- [YOUR INSTRUCTIONS]:
Reproduce all of the entries below verbatim, line for line.

- [DATA FOR PROCESSING]:
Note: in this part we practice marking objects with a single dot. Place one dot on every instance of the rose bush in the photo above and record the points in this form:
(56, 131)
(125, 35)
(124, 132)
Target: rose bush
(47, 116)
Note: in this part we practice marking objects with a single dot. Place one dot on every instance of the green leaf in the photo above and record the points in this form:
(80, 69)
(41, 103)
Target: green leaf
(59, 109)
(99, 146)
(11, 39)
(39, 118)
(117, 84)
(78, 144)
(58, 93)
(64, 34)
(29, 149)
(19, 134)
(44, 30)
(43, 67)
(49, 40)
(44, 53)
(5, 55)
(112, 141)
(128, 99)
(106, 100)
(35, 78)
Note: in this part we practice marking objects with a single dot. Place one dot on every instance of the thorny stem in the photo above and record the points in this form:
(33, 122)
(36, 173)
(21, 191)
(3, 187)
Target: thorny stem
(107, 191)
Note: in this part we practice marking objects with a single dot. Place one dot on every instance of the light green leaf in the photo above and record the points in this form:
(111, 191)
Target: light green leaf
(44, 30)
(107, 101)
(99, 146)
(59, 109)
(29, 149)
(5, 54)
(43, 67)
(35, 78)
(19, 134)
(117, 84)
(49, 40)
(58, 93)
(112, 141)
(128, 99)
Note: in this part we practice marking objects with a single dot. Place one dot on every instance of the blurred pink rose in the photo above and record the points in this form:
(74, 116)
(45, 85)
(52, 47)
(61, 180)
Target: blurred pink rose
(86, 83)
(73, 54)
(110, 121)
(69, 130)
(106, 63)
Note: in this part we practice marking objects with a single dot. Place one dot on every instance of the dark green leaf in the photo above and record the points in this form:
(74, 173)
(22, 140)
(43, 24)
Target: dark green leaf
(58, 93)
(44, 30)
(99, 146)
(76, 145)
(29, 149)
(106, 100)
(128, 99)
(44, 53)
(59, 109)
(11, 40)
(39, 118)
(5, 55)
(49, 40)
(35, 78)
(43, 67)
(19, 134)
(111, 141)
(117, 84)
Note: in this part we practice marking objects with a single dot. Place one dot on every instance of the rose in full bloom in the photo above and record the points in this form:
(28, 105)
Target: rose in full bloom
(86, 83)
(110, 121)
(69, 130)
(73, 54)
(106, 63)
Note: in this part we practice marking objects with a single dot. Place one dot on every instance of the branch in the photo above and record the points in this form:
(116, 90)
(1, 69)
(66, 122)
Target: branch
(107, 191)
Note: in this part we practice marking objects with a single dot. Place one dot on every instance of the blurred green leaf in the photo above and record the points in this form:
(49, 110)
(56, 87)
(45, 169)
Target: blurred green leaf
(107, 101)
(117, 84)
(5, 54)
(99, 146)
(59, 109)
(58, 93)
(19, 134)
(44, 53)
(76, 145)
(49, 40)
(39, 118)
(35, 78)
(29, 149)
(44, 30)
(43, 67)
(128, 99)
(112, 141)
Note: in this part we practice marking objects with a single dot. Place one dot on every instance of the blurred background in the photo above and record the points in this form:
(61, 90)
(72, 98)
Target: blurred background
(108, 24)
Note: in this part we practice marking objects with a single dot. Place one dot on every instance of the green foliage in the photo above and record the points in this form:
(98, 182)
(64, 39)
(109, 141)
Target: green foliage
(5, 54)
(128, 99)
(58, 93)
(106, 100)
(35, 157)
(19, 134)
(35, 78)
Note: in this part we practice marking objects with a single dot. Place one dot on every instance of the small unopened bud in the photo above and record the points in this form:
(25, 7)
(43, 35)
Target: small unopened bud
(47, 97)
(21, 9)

- [EXERCISE SOLUTION]:
Note: in this part we practice marking objects with a single dot. Place one dot on every instance of the rose bush in the photo above and record the points in this form:
(56, 131)
(125, 35)
(124, 132)
Target: rose bush
(47, 116)
Note: in this part we practice marking objects with a single dot. Place one dot on every instance of the green leaf in the photo above and record the points in this form:
(80, 69)
(41, 103)
Target: green leaf
(59, 109)
(99, 146)
(11, 39)
(39, 118)
(117, 84)
(78, 144)
(58, 93)
(64, 34)
(29, 149)
(19, 134)
(44, 30)
(43, 67)
(49, 40)
(44, 53)
(5, 55)
(112, 141)
(128, 99)
(106, 100)
(35, 78)
Note: in this part we practice marking objects with a single dot. Place one dot on every instance of the thorny stem in the photo above and record the points in this form:
(33, 122)
(36, 173)
(21, 191)
(3, 187)
Target: thorny stem
(107, 191)
Note: in this part we practice marking objects with a single dot. Place one dot on every instance of the light green leaf in the photo above and record the points in this form:
(111, 191)
Target: light green leaf
(44, 30)
(107, 101)
(99, 146)
(59, 109)
(29, 149)
(5, 54)
(43, 67)
(35, 78)
(19, 134)
(117, 84)
(49, 40)
(58, 93)
(112, 141)
(128, 99)
Note: in this part we practice marking objects with a single dot. Place one dot on every instance of the blurred pink rose in the photo above and record the points in this form:
(74, 116)
(45, 85)
(52, 47)
(61, 180)
Target: blurred pink rose
(86, 83)
(73, 54)
(110, 121)
(69, 130)
(106, 63)
Note: in this part we practice marking objects with a single dot. Place one dot on every instance of the dark green leaf in the photo above and record the points in this form:
(74, 173)
(22, 140)
(43, 24)
Target: dark green leaf
(58, 93)
(44, 30)
(99, 146)
(76, 145)
(29, 149)
(106, 100)
(128, 99)
(44, 53)
(59, 109)
(11, 40)
(39, 118)
(5, 55)
(49, 40)
(35, 78)
(43, 67)
(19, 134)
(111, 141)
(117, 84)
Note: in this part we practice marking objects with a single dot. Place one dot on every instance of the rose in full bloom in the photo above and record the points in this form:
(28, 105)
Target: rose in full bloom
(86, 83)
(110, 121)
(69, 130)
(73, 54)
(106, 63)
Note: in this part we practice marking objects with a single dot. Place one dot on every instance of the branch in the photo above and record the points in this form:
(116, 90)
(1, 69)
(66, 122)
Target: branch
(107, 191)
Note: in this part we practice marking objects with a single dot. Place one dot on every instance of the blurred green leaf in the photo above and record the points in this form:
(49, 110)
(56, 87)
(45, 169)
Target: blurred green leaf
(107, 101)
(117, 84)
(5, 54)
(99, 146)
(59, 109)
(58, 93)
(19, 134)
(44, 53)
(76, 145)
(49, 40)
(39, 118)
(35, 78)
(29, 149)
(44, 30)
(43, 67)
(128, 99)
(112, 141)
Note: in this part we practice marking objects with a single dot. Place one dot on every instance of the blurred background in the photo above and record the points in this form:
(61, 90)
(72, 98)
Target: blurred background
(108, 24)
Note: in this part we practice marking objects with a single dot. Place one dot on every instance of the green foliage in the photo above and record the points in this form:
(98, 182)
(64, 39)
(109, 141)
Target: green foliage
(5, 54)
(128, 99)
(58, 93)
(106, 100)
(35, 157)
(19, 134)
(35, 78)
Note: in this part we practice marking objects with a single dot. Place one dot on every instance of the small unopened bud in the photo above and record the points in this form:
(25, 7)
(43, 35)
Target: small unopened bud
(47, 97)
(21, 9)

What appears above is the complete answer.